__Directions__:
Beginning with the very first line, please reproduce the entries exactly through the line containing "white building with gable -> box".
***** Material shown
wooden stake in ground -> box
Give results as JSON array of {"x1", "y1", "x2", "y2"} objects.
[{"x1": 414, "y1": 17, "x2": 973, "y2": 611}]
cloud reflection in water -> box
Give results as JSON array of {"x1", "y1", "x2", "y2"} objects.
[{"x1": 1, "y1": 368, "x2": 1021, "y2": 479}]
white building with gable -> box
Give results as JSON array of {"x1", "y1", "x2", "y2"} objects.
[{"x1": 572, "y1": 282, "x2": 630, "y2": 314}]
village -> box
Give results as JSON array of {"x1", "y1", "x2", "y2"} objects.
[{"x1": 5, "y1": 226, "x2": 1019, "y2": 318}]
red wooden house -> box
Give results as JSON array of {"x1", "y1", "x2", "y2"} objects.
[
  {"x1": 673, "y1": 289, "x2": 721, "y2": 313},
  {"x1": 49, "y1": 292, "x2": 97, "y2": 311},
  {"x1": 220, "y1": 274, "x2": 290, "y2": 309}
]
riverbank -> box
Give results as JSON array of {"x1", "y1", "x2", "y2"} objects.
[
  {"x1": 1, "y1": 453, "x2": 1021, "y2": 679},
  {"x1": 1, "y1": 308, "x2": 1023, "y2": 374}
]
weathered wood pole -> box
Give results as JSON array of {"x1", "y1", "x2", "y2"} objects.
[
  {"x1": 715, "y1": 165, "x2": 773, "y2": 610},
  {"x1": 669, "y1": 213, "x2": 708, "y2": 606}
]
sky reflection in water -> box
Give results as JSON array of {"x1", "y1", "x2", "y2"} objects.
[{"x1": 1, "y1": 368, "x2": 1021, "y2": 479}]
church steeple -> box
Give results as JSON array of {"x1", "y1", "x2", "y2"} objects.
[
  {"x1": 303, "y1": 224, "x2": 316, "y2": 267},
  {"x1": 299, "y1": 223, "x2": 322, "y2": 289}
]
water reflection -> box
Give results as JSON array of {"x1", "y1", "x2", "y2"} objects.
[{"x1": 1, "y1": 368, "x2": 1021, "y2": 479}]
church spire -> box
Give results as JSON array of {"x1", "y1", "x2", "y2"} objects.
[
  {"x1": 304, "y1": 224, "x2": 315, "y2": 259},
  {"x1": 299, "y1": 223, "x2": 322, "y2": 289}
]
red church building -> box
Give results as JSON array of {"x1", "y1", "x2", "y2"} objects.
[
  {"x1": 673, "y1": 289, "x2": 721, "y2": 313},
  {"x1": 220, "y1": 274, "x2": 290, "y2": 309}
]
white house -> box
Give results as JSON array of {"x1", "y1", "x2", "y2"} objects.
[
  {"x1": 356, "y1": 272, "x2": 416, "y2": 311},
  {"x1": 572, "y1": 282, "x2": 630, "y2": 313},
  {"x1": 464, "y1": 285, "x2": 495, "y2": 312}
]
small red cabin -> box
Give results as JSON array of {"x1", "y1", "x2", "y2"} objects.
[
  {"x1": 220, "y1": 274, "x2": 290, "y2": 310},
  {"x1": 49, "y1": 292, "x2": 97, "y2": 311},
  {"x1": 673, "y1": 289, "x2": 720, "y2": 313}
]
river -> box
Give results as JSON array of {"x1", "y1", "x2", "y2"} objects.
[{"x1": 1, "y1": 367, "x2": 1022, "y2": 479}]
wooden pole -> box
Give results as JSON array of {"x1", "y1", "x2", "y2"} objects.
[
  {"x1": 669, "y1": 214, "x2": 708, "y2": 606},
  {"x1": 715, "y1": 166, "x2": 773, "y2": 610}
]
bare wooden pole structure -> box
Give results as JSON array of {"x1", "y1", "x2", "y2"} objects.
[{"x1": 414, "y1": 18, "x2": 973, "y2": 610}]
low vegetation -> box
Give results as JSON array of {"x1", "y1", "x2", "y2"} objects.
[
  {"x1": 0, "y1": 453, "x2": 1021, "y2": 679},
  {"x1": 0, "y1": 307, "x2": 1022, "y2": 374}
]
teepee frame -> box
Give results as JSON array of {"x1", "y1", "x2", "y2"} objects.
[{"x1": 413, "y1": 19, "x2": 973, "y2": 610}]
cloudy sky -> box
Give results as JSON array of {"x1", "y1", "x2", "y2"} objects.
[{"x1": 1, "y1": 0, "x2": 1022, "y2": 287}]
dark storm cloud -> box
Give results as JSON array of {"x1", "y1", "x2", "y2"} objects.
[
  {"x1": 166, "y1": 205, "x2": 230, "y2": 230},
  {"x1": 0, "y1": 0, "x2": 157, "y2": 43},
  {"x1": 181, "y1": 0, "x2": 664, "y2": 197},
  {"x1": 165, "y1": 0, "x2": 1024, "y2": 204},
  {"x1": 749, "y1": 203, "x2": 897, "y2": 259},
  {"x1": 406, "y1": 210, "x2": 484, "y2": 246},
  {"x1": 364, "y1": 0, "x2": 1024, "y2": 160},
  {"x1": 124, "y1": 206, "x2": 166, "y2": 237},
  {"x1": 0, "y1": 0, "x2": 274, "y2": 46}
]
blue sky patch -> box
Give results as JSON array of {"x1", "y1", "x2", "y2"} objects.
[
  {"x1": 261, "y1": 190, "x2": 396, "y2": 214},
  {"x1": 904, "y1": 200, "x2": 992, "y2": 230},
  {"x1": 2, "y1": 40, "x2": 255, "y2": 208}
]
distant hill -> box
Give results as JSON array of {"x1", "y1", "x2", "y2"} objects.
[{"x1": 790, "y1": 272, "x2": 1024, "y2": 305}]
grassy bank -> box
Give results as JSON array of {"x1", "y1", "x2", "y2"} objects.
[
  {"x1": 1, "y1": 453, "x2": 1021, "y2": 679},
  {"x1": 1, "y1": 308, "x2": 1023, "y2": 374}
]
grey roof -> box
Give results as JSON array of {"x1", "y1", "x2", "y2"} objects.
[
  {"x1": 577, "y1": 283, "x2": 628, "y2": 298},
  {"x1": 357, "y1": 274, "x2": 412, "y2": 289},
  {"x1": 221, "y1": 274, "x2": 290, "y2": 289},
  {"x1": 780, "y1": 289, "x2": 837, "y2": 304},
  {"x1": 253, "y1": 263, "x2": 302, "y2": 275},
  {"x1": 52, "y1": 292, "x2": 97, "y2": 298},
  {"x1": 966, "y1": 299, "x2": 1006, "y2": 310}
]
**********
__Response__:
wooden stake in ground -> box
Give results as JSON array of {"x1", "y1", "x2", "y2"} objects.
[{"x1": 414, "y1": 17, "x2": 973, "y2": 611}]
cloud reflection in water -> box
Give results as JSON array of {"x1", "y1", "x2", "y2"} objects.
[{"x1": 1, "y1": 368, "x2": 1021, "y2": 479}]
white building with gable -> box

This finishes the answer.